::: DATA FOR THIS EXERCISE :::

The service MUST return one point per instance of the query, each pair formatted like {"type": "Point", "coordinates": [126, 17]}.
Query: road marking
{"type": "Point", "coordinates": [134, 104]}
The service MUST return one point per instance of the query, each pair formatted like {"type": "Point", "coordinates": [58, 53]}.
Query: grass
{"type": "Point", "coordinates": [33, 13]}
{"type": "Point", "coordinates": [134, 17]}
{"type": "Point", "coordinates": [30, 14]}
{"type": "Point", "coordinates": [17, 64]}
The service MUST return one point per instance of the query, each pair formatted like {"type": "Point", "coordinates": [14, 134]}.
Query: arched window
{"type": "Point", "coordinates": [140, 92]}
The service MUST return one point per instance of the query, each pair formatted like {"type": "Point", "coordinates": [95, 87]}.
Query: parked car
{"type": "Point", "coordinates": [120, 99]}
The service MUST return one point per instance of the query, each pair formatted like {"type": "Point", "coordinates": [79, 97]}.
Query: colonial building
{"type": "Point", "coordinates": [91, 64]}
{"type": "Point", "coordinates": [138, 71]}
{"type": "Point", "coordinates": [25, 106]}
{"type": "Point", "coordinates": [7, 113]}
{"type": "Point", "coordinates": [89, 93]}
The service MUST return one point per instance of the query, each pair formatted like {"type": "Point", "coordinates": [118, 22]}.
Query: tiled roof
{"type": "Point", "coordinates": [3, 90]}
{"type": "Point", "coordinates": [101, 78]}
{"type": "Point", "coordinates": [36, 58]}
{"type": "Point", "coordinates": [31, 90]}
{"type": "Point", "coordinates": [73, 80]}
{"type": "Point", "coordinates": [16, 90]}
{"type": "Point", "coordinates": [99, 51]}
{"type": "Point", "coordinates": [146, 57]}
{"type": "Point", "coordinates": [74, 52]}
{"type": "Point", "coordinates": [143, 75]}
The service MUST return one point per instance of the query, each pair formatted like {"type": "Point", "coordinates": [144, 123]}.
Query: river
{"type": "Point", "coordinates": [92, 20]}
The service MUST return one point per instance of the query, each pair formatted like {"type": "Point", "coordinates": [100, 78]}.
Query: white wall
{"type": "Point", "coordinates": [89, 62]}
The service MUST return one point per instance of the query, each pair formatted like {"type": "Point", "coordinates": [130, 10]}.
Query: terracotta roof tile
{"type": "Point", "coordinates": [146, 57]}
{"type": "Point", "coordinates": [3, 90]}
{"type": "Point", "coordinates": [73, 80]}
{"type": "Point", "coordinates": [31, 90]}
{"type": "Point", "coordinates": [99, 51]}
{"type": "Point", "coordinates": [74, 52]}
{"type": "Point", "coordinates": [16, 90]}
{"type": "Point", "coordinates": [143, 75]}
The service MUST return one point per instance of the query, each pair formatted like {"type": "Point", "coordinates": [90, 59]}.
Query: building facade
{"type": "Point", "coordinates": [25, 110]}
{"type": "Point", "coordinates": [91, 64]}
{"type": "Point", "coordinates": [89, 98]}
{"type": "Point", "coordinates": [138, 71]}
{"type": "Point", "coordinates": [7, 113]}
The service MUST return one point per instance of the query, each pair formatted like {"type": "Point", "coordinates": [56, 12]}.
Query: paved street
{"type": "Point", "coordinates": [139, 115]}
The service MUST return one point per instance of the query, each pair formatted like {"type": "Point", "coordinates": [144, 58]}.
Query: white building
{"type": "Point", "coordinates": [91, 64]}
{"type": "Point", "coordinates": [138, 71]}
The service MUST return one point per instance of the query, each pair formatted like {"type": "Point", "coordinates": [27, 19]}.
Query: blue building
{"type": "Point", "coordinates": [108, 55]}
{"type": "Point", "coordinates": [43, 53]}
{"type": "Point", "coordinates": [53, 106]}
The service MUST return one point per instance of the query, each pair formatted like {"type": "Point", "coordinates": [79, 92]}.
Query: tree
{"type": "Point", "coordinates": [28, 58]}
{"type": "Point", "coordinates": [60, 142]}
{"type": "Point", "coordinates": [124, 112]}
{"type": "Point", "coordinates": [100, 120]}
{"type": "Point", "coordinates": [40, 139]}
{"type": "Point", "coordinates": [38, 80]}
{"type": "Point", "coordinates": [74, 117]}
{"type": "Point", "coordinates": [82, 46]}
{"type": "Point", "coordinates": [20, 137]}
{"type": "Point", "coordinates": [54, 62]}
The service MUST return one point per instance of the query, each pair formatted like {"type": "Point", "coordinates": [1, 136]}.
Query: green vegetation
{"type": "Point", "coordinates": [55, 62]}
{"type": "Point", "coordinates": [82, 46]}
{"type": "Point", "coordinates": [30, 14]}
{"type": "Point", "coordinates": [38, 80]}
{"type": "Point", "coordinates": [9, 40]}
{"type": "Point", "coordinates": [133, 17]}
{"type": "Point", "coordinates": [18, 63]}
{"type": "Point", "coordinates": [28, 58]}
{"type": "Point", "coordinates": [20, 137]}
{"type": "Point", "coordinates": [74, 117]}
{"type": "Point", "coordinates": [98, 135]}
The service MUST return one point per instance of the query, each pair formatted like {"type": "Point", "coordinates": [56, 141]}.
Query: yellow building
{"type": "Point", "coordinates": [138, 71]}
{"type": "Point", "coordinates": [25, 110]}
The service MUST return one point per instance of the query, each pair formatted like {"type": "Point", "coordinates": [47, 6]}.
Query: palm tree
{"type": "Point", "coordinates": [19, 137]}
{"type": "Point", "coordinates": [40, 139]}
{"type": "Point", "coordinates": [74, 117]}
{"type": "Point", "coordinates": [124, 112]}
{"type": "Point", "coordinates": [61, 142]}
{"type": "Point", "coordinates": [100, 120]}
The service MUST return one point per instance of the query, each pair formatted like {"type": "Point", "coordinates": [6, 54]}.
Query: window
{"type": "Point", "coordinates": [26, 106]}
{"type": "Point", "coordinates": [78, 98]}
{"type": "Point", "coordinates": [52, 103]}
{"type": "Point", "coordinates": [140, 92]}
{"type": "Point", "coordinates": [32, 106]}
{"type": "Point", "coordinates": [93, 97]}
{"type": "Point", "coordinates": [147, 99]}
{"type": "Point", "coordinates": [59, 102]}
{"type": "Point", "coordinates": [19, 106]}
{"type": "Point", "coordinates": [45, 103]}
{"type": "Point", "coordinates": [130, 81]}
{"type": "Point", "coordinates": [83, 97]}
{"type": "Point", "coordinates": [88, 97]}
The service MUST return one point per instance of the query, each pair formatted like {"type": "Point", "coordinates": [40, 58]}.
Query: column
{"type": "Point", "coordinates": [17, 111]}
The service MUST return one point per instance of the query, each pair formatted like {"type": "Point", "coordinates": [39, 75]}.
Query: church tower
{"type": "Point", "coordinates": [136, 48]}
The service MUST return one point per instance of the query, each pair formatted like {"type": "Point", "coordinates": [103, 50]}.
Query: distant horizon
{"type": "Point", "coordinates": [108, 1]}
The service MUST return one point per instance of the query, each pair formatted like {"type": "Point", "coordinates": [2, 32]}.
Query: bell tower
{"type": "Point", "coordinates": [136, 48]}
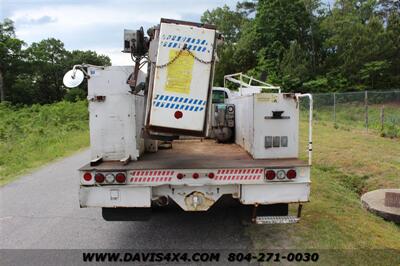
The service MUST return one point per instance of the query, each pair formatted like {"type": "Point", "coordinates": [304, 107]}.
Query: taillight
{"type": "Point", "coordinates": [270, 174]}
{"type": "Point", "coordinates": [291, 174]}
{"type": "Point", "coordinates": [110, 178]}
{"type": "Point", "coordinates": [280, 174]}
{"type": "Point", "coordinates": [99, 178]}
{"type": "Point", "coordinates": [87, 176]}
{"type": "Point", "coordinates": [120, 177]}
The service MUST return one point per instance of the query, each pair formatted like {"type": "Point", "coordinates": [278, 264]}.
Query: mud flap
{"type": "Point", "coordinates": [126, 214]}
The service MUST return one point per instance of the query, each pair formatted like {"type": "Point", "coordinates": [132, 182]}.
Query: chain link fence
{"type": "Point", "coordinates": [372, 110]}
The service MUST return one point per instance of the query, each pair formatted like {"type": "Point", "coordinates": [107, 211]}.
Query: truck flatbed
{"type": "Point", "coordinates": [199, 154]}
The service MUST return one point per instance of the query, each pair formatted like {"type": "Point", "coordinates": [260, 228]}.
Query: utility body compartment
{"type": "Point", "coordinates": [267, 124]}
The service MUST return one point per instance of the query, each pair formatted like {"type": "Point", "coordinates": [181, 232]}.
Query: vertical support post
{"type": "Point", "coordinates": [334, 109]}
{"type": "Point", "coordinates": [366, 109]}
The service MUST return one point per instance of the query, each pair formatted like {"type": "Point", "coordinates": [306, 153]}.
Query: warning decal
{"type": "Point", "coordinates": [179, 73]}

:::

Repeat word for word the lines running from the line containing "Query: vertical support post" to the end of the entries above, inclusive.

FINAL ANSWER:
Query: vertical support post
{"type": "Point", "coordinates": [334, 109]}
{"type": "Point", "coordinates": [366, 109]}
The service MUST return one point per instance of the query, each pair formatted like {"type": "Point", "coordinates": [306, 153]}.
Query: warning decal
{"type": "Point", "coordinates": [179, 73]}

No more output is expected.